### ENTRIES SHOWN
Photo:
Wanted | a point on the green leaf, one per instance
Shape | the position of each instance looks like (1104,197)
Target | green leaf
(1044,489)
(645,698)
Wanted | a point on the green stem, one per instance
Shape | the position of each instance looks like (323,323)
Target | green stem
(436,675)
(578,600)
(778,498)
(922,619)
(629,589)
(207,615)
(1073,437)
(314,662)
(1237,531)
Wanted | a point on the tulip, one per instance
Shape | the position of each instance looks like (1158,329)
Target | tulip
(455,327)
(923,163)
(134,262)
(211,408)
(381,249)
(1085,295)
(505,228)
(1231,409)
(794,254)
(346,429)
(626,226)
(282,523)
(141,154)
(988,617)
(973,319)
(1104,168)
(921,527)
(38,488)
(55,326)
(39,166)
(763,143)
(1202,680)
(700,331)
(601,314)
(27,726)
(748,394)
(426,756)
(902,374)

### EXERCISE AIM
Rewrite all the entries above as one numbered list with one line per item, and leave out any blank lines.

### TASK OUTPUT
1. Photo:
2. Wanted | a point on the green leaf, one per instance
3. Shape | the position of each instance looks like (1104,197)
4. Target | green leaf
5. (1044,489)
6. (645,698)
7. Wanted | a point on the green stem, one per instance
8. Shape | the position of each instance looks like (323,323)
9. Target | green stem
10. (436,675)
11. (578,600)
12. (778,498)
13. (922,619)
14. (629,589)
15. (207,615)
16. (1073,437)
17. (314,662)
18. (1237,531)
19. Wanted | a point on the tulip, one per instance
20. Shape | the position of each instance looks like (1158,329)
21. Target | tulip
22. (455,327)
23. (923,163)
24. (134,262)
25. (211,408)
26. (381,249)
27. (1085,295)
28. (505,228)
29. (1231,409)
30. (794,254)
31. (346,429)
32. (626,226)
33. (282,523)
34. (141,154)
35. (988,617)
36. (973,319)
37. (1104,168)
38. (921,527)
39. (38,488)
40. (55,326)
41. (39,166)
42. (763,143)
43. (1202,680)
44. (700,331)
45. (601,314)
46. (27,726)
47. (748,394)
48. (426,756)
49. (902,374)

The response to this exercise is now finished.